Give the listing again exactly, omitting its images.
┌────────
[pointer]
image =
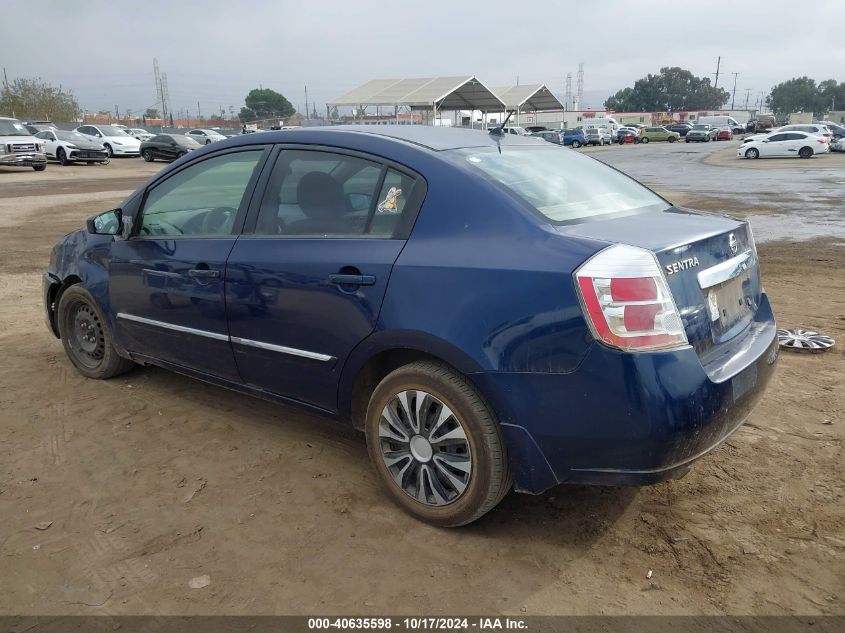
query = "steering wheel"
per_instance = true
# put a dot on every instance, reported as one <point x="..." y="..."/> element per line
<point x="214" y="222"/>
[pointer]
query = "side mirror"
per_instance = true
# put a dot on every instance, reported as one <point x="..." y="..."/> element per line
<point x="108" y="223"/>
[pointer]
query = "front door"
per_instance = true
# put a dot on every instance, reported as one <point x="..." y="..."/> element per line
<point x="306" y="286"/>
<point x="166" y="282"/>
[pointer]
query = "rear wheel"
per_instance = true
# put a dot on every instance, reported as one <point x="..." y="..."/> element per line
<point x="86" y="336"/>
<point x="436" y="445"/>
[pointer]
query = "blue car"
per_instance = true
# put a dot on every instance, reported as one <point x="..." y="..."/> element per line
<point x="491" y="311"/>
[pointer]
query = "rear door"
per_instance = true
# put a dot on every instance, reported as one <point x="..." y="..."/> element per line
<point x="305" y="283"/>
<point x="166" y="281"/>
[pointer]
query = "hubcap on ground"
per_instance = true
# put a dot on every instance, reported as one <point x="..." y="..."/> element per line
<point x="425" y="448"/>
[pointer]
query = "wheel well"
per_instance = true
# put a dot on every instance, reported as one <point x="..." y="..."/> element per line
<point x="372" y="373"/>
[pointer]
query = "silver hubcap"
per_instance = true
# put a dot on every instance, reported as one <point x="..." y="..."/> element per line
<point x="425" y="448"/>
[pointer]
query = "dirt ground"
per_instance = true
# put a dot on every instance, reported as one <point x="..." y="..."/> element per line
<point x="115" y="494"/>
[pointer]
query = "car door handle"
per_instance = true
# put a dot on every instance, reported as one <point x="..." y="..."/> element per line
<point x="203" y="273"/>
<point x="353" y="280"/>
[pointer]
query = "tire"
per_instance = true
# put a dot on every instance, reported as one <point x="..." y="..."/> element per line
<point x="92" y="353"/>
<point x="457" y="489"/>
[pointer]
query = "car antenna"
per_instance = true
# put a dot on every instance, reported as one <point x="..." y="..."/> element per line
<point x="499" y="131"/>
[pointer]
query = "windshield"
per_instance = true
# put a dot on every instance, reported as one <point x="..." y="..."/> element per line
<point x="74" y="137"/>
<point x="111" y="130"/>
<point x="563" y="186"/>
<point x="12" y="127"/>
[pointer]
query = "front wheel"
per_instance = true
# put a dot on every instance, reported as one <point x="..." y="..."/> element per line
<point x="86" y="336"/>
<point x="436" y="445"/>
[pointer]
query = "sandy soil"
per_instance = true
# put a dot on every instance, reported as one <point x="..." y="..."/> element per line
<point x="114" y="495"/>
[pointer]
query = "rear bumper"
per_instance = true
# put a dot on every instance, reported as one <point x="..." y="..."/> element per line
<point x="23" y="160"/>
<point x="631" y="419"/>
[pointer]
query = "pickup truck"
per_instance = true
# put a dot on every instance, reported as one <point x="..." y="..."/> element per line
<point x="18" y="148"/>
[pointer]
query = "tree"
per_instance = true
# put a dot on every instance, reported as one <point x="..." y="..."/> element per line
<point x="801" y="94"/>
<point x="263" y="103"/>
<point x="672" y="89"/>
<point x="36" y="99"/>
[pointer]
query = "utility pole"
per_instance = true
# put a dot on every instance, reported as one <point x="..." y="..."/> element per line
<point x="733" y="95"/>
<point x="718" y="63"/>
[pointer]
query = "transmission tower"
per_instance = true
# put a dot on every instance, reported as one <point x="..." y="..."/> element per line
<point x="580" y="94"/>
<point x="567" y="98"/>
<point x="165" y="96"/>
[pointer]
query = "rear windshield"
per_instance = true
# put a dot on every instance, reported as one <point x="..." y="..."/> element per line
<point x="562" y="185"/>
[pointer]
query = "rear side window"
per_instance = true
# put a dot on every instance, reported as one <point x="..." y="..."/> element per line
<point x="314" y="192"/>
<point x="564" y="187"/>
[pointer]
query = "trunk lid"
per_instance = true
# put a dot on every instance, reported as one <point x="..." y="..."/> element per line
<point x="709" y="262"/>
└────────
* Complete response
[pointer]
image =
query = "steering wheel"
per_instance = true
# put a dot on every instance, reported as one <point x="..." y="..."/> element per line
<point x="214" y="222"/>
[pointer]
query = "side mirror"
per_instance = true
# put a dot on every instance, reported as one <point x="..." y="..."/> element per line
<point x="108" y="223"/>
[pointer]
query = "front door"
per_instance = true
# put a dot on every instance, reported as one <point x="..." y="..."/> element per line
<point x="306" y="286"/>
<point x="166" y="282"/>
[pointer]
query = "rear wheel"
per_instance = true
# put a dot on every instance, reported as one <point x="..." y="..."/> element per line
<point x="86" y="336"/>
<point x="436" y="445"/>
[pointer]
query = "blue car"
per_instance = true
# put a dot on every instance, reported as one <point x="..." y="..."/> element per line
<point x="491" y="311"/>
[pointer]
query = "rear door"
per_instance = true
# put a dot on every instance, reported as one <point x="..." y="..."/> element per line
<point x="305" y="283"/>
<point x="166" y="281"/>
[pointer]
query = "hubcap on ground"
per_instance = true
# put a dot on every instance, reported as one <point x="..." y="..."/> element per line
<point x="425" y="448"/>
[pointer]
query = "wheel well"
per_instance = true
# put a dot on every instance, reported as one <point x="..." y="..."/> element per line
<point x="372" y="373"/>
[pointer]
query = "silver hubcap"
per_instance = true
# put a dot on every instance, reported as one <point x="..." y="..."/> element per line
<point x="425" y="448"/>
[pointer]
query = "dirt ground"
per_instance = true
# put a dot on every instance, reported as one <point x="..." y="..."/> element per line
<point x="115" y="494"/>
[pointer]
query = "car door handle"
per_instance = true
# put a dot on every instance, reported as one <point x="..." y="..."/> element per line
<point x="203" y="273"/>
<point x="353" y="280"/>
[pointer]
query = "tire"
per_instance = true
# put a dot on every instance, reported as one <point x="..." y="..."/> element per line
<point x="92" y="353"/>
<point x="457" y="489"/>
[pointer]
query = "car antenna"
per_instance = true
# put a dot on every instance, reported as one <point x="..." y="..."/> element per line
<point x="499" y="131"/>
[pointer]
query = "windshield"
per_instance = true
# put a dot on every instance, reported as one <point x="..." y="..."/> element per line
<point x="74" y="137"/>
<point x="111" y="130"/>
<point x="563" y="186"/>
<point x="12" y="127"/>
[pointer]
query = "front wheel"
per_instance = true
# put a dot on every instance, reported as one <point x="..." y="..."/> element per line
<point x="86" y="336"/>
<point x="436" y="445"/>
[pointer]
query = "sandy soil"
per_instance = true
# put a dot on every instance, reported as one <point x="..." y="..."/> element per line
<point x="114" y="495"/>
[pointer]
query = "rear bumper"
per_instance = true
# put a dot on every instance, reported as one <point x="..." y="..."/> element per line
<point x="23" y="160"/>
<point x="631" y="419"/>
[pointer]
query = "pickup truck"
per_instance = true
# put a dot on every instance, reported as one <point x="..." y="..."/> element per line
<point x="18" y="148"/>
[pointer]
query = "tree"
per_instance = true
# put a dot on every instance, reported as one <point x="..." y="..."/> element per line
<point x="801" y="94"/>
<point x="263" y="103"/>
<point x="672" y="89"/>
<point x="36" y="99"/>
[pointer]
query = "utility pole"
per_instance = true
# put a dot on every instance, reported as one <point x="..." y="..."/> element per line
<point x="733" y="95"/>
<point x="718" y="63"/>
[pointer]
query = "transmission tower"
per_instance = true
# put a dot on every instance, reported as one <point x="..." y="..."/> element per line
<point x="580" y="94"/>
<point x="567" y="98"/>
<point x="165" y="96"/>
[pointer]
query = "rear windshield"
per_instance = true
# put a dot on every instance, reported as one <point x="..." y="..."/> element per line
<point x="562" y="185"/>
[pointer]
query = "rear side window"
per_instance = true
# put a dot on every instance, reported as one <point x="..." y="..."/> element per line
<point x="314" y="192"/>
<point x="564" y="187"/>
[pointer]
query = "trunk lid"
per_instance = true
# put a dot on every instance, reported as one <point x="..." y="..."/> element per line
<point x="709" y="262"/>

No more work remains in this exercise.